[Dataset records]
Start of Block

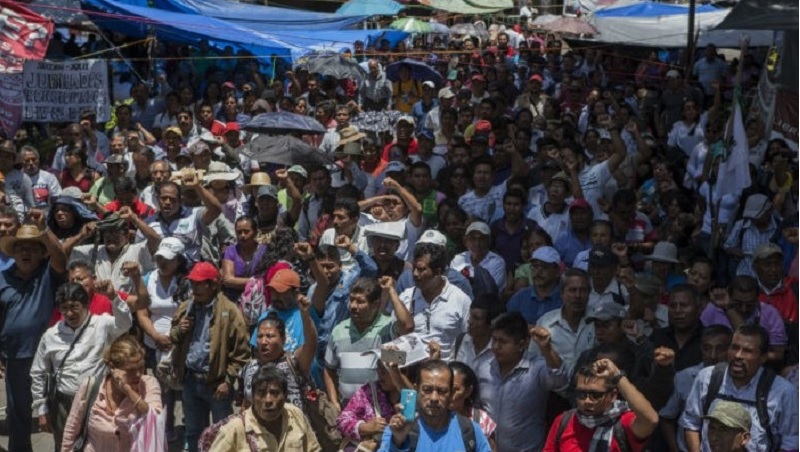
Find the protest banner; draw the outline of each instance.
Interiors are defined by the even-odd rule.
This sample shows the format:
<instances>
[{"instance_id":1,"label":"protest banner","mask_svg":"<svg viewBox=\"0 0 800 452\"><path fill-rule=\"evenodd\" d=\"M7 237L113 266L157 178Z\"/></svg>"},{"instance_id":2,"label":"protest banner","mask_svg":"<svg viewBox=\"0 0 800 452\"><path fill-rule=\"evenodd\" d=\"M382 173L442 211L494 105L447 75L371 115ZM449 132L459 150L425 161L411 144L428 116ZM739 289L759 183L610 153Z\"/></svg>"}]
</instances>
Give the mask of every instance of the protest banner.
<instances>
[{"instance_id":1,"label":"protest banner","mask_svg":"<svg viewBox=\"0 0 800 452\"><path fill-rule=\"evenodd\" d=\"M13 137L22 123L22 74L0 74L0 130Z\"/></svg>"},{"instance_id":2,"label":"protest banner","mask_svg":"<svg viewBox=\"0 0 800 452\"><path fill-rule=\"evenodd\" d=\"M85 110L94 111L98 122L111 119L103 60L28 61L22 75L25 121L77 122Z\"/></svg>"},{"instance_id":3,"label":"protest banner","mask_svg":"<svg viewBox=\"0 0 800 452\"><path fill-rule=\"evenodd\" d=\"M22 71L25 60L41 60L53 21L13 2L0 0L0 73Z\"/></svg>"}]
</instances>

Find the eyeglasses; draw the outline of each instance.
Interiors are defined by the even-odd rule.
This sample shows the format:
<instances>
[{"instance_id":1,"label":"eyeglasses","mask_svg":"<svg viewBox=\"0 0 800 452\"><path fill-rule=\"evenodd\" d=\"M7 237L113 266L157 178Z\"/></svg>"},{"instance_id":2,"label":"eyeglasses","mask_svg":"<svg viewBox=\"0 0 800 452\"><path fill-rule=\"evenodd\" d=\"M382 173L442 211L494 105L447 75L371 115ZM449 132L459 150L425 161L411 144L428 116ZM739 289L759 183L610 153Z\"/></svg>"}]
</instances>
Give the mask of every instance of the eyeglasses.
<instances>
[{"instance_id":1,"label":"eyeglasses","mask_svg":"<svg viewBox=\"0 0 800 452\"><path fill-rule=\"evenodd\" d=\"M467 173L453 173L452 177L464 178L467 177Z\"/></svg>"},{"instance_id":2,"label":"eyeglasses","mask_svg":"<svg viewBox=\"0 0 800 452\"><path fill-rule=\"evenodd\" d=\"M608 394L608 391L575 391L575 400L584 400L588 398L592 402L597 402Z\"/></svg>"}]
</instances>

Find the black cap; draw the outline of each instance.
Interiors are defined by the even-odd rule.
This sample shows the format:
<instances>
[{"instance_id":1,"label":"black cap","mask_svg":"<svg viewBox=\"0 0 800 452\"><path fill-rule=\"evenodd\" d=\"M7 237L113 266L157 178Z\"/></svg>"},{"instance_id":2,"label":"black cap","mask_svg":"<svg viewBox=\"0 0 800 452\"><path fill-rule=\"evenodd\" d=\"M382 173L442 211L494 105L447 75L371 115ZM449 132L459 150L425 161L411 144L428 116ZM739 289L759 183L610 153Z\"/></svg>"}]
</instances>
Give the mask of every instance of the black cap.
<instances>
[{"instance_id":1,"label":"black cap","mask_svg":"<svg viewBox=\"0 0 800 452\"><path fill-rule=\"evenodd\" d=\"M617 265L618 263L619 259L617 255L607 246L595 246L589 251L590 266L606 267L609 265Z\"/></svg>"}]
</instances>

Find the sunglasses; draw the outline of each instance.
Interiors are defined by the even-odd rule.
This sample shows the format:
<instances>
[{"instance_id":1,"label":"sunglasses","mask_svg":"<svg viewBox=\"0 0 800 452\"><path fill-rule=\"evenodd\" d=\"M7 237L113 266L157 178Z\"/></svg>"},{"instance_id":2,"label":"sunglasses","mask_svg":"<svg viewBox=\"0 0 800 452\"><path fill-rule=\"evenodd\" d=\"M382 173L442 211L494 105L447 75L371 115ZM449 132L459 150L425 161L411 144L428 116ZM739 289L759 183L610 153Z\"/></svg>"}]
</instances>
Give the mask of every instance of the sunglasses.
<instances>
[{"instance_id":1,"label":"sunglasses","mask_svg":"<svg viewBox=\"0 0 800 452\"><path fill-rule=\"evenodd\" d=\"M609 391L575 391L575 400L584 400L588 398L592 402L597 402L608 394Z\"/></svg>"}]
</instances>

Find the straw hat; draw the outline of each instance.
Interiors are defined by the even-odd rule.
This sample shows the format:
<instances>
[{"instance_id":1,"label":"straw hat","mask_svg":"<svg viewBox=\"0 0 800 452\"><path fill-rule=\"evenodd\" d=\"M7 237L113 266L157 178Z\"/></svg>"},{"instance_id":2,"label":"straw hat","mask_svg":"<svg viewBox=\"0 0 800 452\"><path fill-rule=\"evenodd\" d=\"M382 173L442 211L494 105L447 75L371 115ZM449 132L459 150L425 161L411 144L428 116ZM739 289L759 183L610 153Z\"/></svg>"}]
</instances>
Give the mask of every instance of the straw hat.
<instances>
[{"instance_id":1,"label":"straw hat","mask_svg":"<svg viewBox=\"0 0 800 452\"><path fill-rule=\"evenodd\" d=\"M272 185L272 179L270 179L269 174L258 171L250 175L250 183L242 186L242 190L249 192L250 190L258 189L262 185Z\"/></svg>"},{"instance_id":2,"label":"straw hat","mask_svg":"<svg viewBox=\"0 0 800 452\"><path fill-rule=\"evenodd\" d=\"M358 141L366 136L367 134L359 132L355 127L345 127L339 131L339 146Z\"/></svg>"},{"instance_id":3,"label":"straw hat","mask_svg":"<svg viewBox=\"0 0 800 452\"><path fill-rule=\"evenodd\" d=\"M32 224L24 224L17 229L17 234L15 236L0 238L0 251L6 256L10 256L12 251L14 251L14 245L18 242L38 242L41 243L42 246L46 246L45 240L44 232L40 231L38 227Z\"/></svg>"},{"instance_id":4,"label":"straw hat","mask_svg":"<svg viewBox=\"0 0 800 452\"><path fill-rule=\"evenodd\" d=\"M228 165L222 162L211 162L208 164L208 171L203 176L203 185L208 185L216 180L230 182L236 180L238 174L231 171Z\"/></svg>"}]
</instances>

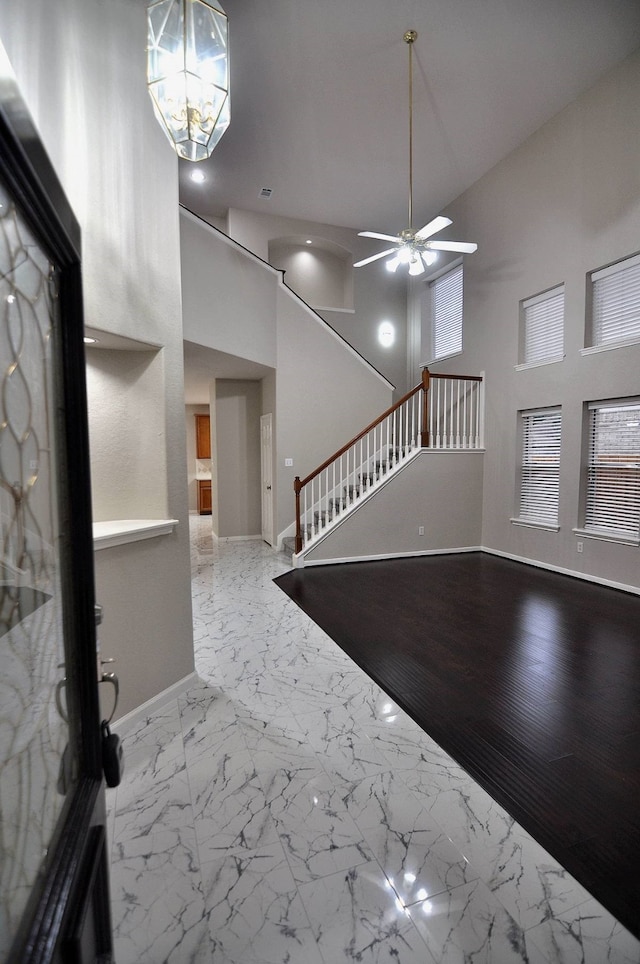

End of Block

→ **TASK STATEMENT**: Type the entries again verbatim. Drop the images.

→ **THE ANSWER**:
Find the protest banner; draw the outline of each instance.
Interiors are defined by the even-odd rule.
This sample shows the format:
<instances>
[{"instance_id":1,"label":"protest banner","mask_svg":"<svg viewBox=\"0 0 800 452\"><path fill-rule=\"evenodd\" d=\"M7 237L113 266L157 178Z\"/></svg>"},{"instance_id":2,"label":"protest banner","mask_svg":"<svg viewBox=\"0 0 800 452\"><path fill-rule=\"evenodd\" d=\"M382 173L442 211L494 105L447 75L371 115ZM449 132L459 150L425 161L411 144L428 116ZM739 289L759 183L610 153Z\"/></svg>"}]
</instances>
Give the mask of every instance of the protest banner.
<instances>
[{"instance_id":1,"label":"protest banner","mask_svg":"<svg viewBox=\"0 0 800 452\"><path fill-rule=\"evenodd\" d=\"M13 137L22 123L22 74L0 74L0 130Z\"/></svg>"},{"instance_id":2,"label":"protest banner","mask_svg":"<svg viewBox=\"0 0 800 452\"><path fill-rule=\"evenodd\" d=\"M85 110L94 111L98 122L111 119L103 60L28 61L22 75L25 121L77 122Z\"/></svg>"},{"instance_id":3,"label":"protest banner","mask_svg":"<svg viewBox=\"0 0 800 452\"><path fill-rule=\"evenodd\" d=\"M22 71L25 60L41 60L53 21L13 2L0 0L0 73Z\"/></svg>"}]
</instances>

Find the eyeglasses; draw the outline of each instance.
Interiors are defined by the even-odd rule.
This sample shows the format:
<instances>
[{"instance_id":1,"label":"eyeglasses","mask_svg":"<svg viewBox=\"0 0 800 452\"><path fill-rule=\"evenodd\" d=\"M7 237L113 266L157 178Z\"/></svg>"},{"instance_id":2,"label":"eyeglasses","mask_svg":"<svg viewBox=\"0 0 800 452\"><path fill-rule=\"evenodd\" d=\"M382 173L442 211L494 105L447 75L371 115ZM449 132L459 150L425 161L411 144L428 116ZM739 289L759 183L610 153Z\"/></svg>"}]
</instances>
Give the mask of every instance of the eyeglasses.
<instances>
[{"instance_id":1,"label":"eyeglasses","mask_svg":"<svg viewBox=\"0 0 800 452\"><path fill-rule=\"evenodd\" d=\"M467 173L453 173L452 177L464 178L467 177Z\"/></svg>"},{"instance_id":2,"label":"eyeglasses","mask_svg":"<svg viewBox=\"0 0 800 452\"><path fill-rule=\"evenodd\" d=\"M608 394L608 391L575 391L575 400L584 400L588 398L592 402L597 402Z\"/></svg>"}]
</instances>

Find the black cap; draw the outline of each instance.
Interiors are defined by the even-odd rule.
This sample shows the format:
<instances>
[{"instance_id":1,"label":"black cap","mask_svg":"<svg viewBox=\"0 0 800 452\"><path fill-rule=\"evenodd\" d=\"M7 237L113 266L157 178Z\"/></svg>"},{"instance_id":2,"label":"black cap","mask_svg":"<svg viewBox=\"0 0 800 452\"><path fill-rule=\"evenodd\" d=\"M382 173L442 211L494 105L447 75L371 115ZM449 132L459 150L425 161L411 144L428 116ZM739 289L759 183L610 153Z\"/></svg>"}]
</instances>
Give the mask of every instance of the black cap.
<instances>
[{"instance_id":1,"label":"black cap","mask_svg":"<svg viewBox=\"0 0 800 452\"><path fill-rule=\"evenodd\" d=\"M617 265L618 263L619 259L617 255L607 246L595 246L589 251L590 266L606 267L609 265Z\"/></svg>"}]
</instances>

Find the sunglasses; draw the outline of each instance.
Interiors are defined by the even-odd rule.
This sample shows the format:
<instances>
[{"instance_id":1,"label":"sunglasses","mask_svg":"<svg viewBox=\"0 0 800 452\"><path fill-rule=\"evenodd\" d=\"M7 237L113 266L157 178Z\"/></svg>"},{"instance_id":2,"label":"sunglasses","mask_svg":"<svg viewBox=\"0 0 800 452\"><path fill-rule=\"evenodd\" d=\"M382 173L442 211L494 105L447 75L371 115ZM449 132L459 150L425 161L411 144L428 116ZM739 289L759 183L610 153Z\"/></svg>"}]
</instances>
Give the mask of every instance of the sunglasses.
<instances>
[{"instance_id":1,"label":"sunglasses","mask_svg":"<svg viewBox=\"0 0 800 452\"><path fill-rule=\"evenodd\" d=\"M609 391L575 391L575 400L584 400L588 398L592 402L597 402L608 394Z\"/></svg>"}]
</instances>

Find the straw hat; draw the outline of each instance.
Interiors are defined by the even-odd rule.
This sample shows the format:
<instances>
[{"instance_id":1,"label":"straw hat","mask_svg":"<svg viewBox=\"0 0 800 452\"><path fill-rule=\"evenodd\" d=\"M7 237L113 266L157 178Z\"/></svg>"},{"instance_id":2,"label":"straw hat","mask_svg":"<svg viewBox=\"0 0 800 452\"><path fill-rule=\"evenodd\" d=\"M382 173L442 211L494 105L447 75L371 115ZM449 132L459 150L425 161L411 144L428 116ZM739 289L759 183L610 153Z\"/></svg>"}]
</instances>
Give the mask of every instance of the straw hat.
<instances>
[{"instance_id":1,"label":"straw hat","mask_svg":"<svg viewBox=\"0 0 800 452\"><path fill-rule=\"evenodd\" d=\"M272 185L272 179L270 179L269 174L258 171L250 175L250 183L242 186L242 190L249 192L250 190L258 189L262 185Z\"/></svg>"},{"instance_id":2,"label":"straw hat","mask_svg":"<svg viewBox=\"0 0 800 452\"><path fill-rule=\"evenodd\" d=\"M358 141L366 136L367 134L359 132L355 127L345 127L339 131L339 146Z\"/></svg>"},{"instance_id":3,"label":"straw hat","mask_svg":"<svg viewBox=\"0 0 800 452\"><path fill-rule=\"evenodd\" d=\"M32 224L24 224L17 229L17 234L15 236L0 238L0 251L6 256L10 256L12 251L14 251L14 245L18 242L38 242L41 243L42 246L46 246L45 240L44 232L40 231L38 227Z\"/></svg>"},{"instance_id":4,"label":"straw hat","mask_svg":"<svg viewBox=\"0 0 800 452\"><path fill-rule=\"evenodd\" d=\"M228 165L222 162L211 162L208 164L208 171L203 176L203 185L208 185L216 180L230 182L236 180L238 174L231 171Z\"/></svg>"}]
</instances>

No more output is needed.